Inmiddels ben ik blij met deze quote, omdat die zichtbaar maakt dat risicosturing op minimaal twee manieren bekeken kan worden. Waarvan er één tot een hardnekkig misverstand leidt.
Laten we daarmee beginnen. In deze interpretatie betekent risicosturing gestuurd worden door de mogelijke risico’s. Dit zou betekenen dat zodra een risico opdoemt een koerswijziging nodig is, vanwege dat risico. Dus letterlijk of figuurlijk een ruk aan het stuur naar rechts of links, of wellicht hard remmen. Een risico wordt gebruikelijk gezien als een onzekere gebeurtenis of situatie in de nabije of verdere toekomst, met vervelende, ongewenste gevolgen bij optreden. Punt is echter dat het helemaal niet zeker óf het risico zich wel daadwerkelijk manifesteert, en zo ja wanneer. Door dus op élk risico afwerend te reageren zal in de praktijk van alles aan beheersing in gang worden gezet, of juist aan activiteiten worden vermeden, wat achteraf helemaal niet nodig blijkt. Want gelukkig lang niet alles wat wij mensen als risico beschouwen gebeurt (het omgekeerde is trouwens ook het geval). Dit is dus een vorm van rigide en absurde risicosturing, die uiteindelijk alles tot stilstand brengt. Iets wat nadrukkelijk niét de bedoeling is van risicogestuurd werken.

VOER UIT ▸
• A. Waarom blijkt het volgens de tekst over risicosturing vaak onnodig om op elk risico afwerend te reageren? Antwoord in één tot drie zinnen.
• B. Neem uit de tekst over risicosturing letterlijk het stuk over dat begint bij "Inmiddels ben ik" en eindigt bij "hardnekkig misverstand leidt.".

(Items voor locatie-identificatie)
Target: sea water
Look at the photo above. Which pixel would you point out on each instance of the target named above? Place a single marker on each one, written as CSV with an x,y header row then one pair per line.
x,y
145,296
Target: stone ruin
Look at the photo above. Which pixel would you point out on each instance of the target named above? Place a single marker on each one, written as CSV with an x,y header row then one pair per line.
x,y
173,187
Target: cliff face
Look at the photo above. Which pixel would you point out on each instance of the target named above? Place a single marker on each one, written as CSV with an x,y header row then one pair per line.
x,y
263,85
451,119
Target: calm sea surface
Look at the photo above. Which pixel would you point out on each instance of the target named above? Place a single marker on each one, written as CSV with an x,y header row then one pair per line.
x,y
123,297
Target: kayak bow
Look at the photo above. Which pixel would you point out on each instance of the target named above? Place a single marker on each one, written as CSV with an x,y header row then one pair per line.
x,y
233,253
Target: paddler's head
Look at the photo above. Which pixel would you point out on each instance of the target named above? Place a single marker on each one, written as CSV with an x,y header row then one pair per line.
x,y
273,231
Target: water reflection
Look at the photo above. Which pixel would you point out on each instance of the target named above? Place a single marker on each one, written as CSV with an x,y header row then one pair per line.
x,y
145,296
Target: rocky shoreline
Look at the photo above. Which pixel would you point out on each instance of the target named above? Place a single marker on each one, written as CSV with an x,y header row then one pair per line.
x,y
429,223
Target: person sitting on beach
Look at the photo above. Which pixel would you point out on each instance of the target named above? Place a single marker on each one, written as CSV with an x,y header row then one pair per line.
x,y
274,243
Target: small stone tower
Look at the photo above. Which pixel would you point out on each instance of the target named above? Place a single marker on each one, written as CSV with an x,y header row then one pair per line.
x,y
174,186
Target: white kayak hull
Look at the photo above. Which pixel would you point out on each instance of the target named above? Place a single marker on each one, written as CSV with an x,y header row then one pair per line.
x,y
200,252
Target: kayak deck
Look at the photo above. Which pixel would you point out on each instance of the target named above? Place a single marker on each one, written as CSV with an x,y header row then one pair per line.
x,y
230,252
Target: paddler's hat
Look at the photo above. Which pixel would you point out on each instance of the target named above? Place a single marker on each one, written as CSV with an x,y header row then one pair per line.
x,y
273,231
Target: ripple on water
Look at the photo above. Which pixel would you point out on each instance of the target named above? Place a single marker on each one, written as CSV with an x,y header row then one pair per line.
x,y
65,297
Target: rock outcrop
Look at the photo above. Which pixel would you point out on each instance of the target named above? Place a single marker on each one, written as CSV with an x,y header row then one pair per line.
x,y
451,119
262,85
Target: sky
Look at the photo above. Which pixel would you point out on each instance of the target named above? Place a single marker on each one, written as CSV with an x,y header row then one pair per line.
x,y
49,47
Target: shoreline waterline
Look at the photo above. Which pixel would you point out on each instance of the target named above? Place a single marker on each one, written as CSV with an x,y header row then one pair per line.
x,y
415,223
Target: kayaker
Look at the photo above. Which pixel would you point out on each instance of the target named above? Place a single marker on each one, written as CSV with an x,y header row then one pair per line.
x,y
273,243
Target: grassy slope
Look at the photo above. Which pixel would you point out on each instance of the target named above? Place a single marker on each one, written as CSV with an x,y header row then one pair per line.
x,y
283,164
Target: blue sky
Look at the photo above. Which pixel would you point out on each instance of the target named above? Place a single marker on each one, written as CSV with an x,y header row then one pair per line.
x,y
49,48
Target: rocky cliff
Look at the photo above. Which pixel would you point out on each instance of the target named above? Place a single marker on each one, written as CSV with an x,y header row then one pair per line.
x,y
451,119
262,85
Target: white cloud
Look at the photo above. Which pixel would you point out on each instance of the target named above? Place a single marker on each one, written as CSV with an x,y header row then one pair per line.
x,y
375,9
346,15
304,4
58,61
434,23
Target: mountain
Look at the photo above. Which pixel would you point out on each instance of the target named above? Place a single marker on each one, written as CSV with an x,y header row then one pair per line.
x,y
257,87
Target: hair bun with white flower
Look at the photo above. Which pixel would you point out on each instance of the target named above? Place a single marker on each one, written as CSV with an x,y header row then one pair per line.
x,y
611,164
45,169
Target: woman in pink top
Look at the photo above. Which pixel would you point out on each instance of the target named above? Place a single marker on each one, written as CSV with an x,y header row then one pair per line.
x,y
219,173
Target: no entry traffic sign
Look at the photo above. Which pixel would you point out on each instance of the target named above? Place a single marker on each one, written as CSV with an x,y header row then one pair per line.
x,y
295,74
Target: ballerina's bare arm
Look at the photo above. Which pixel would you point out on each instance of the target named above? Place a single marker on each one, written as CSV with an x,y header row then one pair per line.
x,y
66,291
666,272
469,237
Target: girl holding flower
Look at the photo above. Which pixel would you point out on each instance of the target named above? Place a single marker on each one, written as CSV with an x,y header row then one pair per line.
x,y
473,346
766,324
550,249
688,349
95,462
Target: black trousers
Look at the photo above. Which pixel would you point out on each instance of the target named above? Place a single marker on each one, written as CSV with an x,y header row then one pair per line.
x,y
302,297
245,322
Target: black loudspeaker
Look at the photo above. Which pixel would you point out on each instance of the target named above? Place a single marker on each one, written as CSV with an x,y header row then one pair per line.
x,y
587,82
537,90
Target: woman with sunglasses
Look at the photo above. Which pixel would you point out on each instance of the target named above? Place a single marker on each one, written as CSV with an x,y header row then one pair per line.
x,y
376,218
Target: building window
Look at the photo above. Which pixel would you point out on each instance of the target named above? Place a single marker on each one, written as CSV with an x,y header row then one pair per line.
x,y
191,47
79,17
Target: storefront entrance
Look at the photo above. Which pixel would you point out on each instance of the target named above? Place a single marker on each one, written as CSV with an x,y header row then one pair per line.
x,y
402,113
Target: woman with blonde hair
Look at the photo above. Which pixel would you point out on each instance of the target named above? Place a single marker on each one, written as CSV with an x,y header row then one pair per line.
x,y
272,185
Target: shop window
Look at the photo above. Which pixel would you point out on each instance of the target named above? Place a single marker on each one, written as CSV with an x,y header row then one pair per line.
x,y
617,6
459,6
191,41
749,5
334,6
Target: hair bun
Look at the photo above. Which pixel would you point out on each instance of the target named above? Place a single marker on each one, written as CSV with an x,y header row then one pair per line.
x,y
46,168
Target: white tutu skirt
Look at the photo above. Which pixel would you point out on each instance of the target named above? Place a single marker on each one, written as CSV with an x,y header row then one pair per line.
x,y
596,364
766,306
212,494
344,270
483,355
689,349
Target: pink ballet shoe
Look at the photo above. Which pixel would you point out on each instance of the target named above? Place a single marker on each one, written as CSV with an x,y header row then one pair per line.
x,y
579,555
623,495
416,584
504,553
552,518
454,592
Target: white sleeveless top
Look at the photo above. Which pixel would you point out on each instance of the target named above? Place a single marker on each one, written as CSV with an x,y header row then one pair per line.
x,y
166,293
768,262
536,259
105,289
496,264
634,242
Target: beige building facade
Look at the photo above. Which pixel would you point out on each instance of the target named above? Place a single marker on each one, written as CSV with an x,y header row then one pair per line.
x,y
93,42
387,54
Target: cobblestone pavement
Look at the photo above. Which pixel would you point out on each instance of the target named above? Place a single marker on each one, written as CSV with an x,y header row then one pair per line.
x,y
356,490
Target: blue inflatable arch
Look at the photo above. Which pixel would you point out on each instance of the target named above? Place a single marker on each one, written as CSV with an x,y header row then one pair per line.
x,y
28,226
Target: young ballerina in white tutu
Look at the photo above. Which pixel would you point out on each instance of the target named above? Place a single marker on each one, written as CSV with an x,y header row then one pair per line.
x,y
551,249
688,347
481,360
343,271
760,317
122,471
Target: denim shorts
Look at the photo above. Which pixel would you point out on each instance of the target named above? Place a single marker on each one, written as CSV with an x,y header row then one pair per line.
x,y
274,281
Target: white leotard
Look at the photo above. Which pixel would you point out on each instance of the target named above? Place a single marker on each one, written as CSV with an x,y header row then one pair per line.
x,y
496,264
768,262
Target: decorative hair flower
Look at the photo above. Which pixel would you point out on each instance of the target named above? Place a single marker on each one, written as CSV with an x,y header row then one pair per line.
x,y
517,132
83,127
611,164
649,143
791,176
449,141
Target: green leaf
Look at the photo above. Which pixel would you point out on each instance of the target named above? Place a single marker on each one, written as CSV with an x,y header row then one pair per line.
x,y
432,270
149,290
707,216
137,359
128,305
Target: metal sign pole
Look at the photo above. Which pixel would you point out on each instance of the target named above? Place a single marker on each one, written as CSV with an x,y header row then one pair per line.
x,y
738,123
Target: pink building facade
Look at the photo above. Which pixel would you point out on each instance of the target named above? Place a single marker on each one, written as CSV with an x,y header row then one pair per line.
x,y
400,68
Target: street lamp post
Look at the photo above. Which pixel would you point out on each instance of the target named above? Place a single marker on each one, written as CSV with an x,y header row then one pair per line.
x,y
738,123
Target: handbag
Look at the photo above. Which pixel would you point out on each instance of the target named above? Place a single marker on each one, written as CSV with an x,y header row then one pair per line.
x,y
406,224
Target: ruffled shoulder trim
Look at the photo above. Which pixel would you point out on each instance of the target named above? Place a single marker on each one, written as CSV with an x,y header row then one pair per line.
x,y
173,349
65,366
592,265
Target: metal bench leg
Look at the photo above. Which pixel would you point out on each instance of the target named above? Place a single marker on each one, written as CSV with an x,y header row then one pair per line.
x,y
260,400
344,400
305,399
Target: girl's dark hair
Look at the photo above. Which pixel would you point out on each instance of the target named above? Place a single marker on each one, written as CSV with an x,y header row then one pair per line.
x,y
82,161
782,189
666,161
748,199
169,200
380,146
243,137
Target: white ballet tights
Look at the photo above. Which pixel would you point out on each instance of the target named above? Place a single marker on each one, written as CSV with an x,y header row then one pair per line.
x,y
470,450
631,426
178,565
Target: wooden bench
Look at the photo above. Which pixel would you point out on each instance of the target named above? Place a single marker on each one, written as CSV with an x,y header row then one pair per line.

RESULTATEN PER OPDRACHT ▸
• A. Het is helemaal niet zeker of een risico zich echt voordoet, en zo ja wanneer. Lang niet alles wat mensen als risico zien gebeurt ook. Daardoor worden beheersmaatregelen in gang gezet of activiteiten vermeden die achteraf helemaal niet nodig blijken.

• B.
Inmiddels ben ik blij met deze quote, omdat die zichtbaar maakt dat risicosturing op minimaal twee manieren bekeken kan worden. Waarvan er één tot een hardnekkig misverstand leidt.